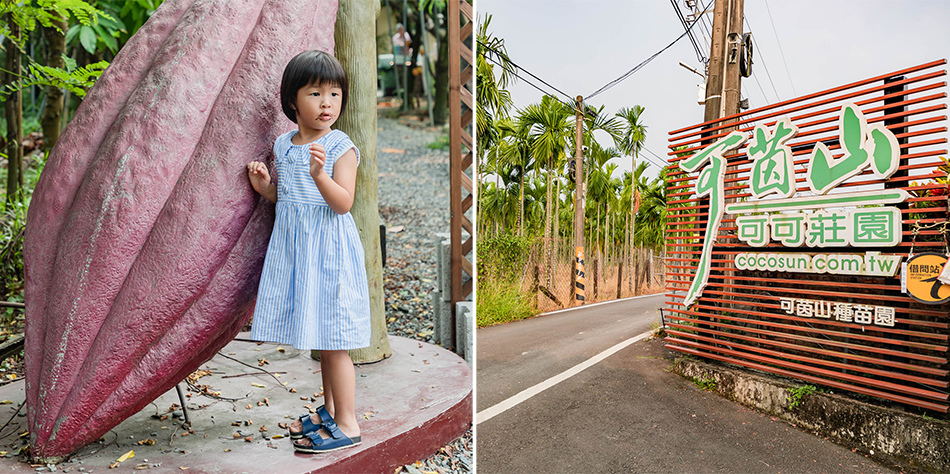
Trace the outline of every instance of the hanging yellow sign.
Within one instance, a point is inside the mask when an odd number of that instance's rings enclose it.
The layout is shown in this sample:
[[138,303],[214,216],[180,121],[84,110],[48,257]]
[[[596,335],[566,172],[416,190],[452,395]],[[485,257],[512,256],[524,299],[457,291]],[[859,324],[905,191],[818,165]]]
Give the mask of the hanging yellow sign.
————————
Goal of the exercise: Rewrite everything from the start of the records down to the line containing "[[138,303],[214,216],[180,121],[84,110],[48,257]]", replacing "layout" with "format" and leaving all else unchanged. Leave the pictures out.

Reply:
Trace the outline of every instance of the hanging yellow sign.
Within one instance, a point is inside the mask when an odd number of that instance's rings enclose it.
The format is shown in this sample:
[[138,303],[214,216],[180,121],[84,110],[48,257]]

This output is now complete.